Show each line in the entries below that contains the string "negative". Case must match.
[GIVEN DATA Boundary: Start]
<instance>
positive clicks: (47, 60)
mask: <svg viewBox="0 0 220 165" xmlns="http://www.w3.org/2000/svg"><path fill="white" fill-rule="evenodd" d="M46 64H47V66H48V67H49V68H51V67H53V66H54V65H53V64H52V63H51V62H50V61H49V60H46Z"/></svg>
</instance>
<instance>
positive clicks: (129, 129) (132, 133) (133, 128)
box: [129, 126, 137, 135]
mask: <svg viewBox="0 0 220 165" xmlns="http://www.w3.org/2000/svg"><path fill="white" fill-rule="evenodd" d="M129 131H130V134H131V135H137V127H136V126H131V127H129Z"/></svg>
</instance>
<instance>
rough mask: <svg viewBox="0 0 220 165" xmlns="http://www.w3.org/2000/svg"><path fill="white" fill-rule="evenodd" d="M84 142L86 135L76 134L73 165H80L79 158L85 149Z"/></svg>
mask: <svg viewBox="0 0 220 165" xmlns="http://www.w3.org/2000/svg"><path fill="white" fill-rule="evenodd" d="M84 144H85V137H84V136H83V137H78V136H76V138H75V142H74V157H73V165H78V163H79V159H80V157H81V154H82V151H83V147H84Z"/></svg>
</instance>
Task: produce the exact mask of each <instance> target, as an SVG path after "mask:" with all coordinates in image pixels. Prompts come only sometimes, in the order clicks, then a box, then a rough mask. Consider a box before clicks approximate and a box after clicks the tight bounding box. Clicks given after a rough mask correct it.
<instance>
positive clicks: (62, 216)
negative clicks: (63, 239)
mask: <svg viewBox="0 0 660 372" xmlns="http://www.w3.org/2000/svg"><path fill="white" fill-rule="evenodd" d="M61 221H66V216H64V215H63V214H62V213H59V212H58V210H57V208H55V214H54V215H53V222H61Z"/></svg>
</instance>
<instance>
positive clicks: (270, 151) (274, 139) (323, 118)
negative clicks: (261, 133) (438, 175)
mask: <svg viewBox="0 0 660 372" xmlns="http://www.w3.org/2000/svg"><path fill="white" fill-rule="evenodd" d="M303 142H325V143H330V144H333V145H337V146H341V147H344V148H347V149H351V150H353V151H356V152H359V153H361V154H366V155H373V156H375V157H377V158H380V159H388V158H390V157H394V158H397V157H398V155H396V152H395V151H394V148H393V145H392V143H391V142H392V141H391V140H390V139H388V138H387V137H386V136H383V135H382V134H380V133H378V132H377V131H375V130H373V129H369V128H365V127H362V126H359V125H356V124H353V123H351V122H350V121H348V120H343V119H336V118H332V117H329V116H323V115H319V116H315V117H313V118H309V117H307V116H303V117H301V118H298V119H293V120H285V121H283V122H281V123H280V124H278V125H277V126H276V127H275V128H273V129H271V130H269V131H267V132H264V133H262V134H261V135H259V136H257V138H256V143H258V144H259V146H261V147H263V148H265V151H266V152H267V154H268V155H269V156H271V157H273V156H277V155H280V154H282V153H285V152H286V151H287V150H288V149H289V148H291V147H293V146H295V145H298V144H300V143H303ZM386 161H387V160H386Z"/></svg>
[GIVEN DATA Boundary: End]
• EXERCISE SOLUTION:
negative clicks: (63, 239)
negative clicks: (261, 133) (438, 175)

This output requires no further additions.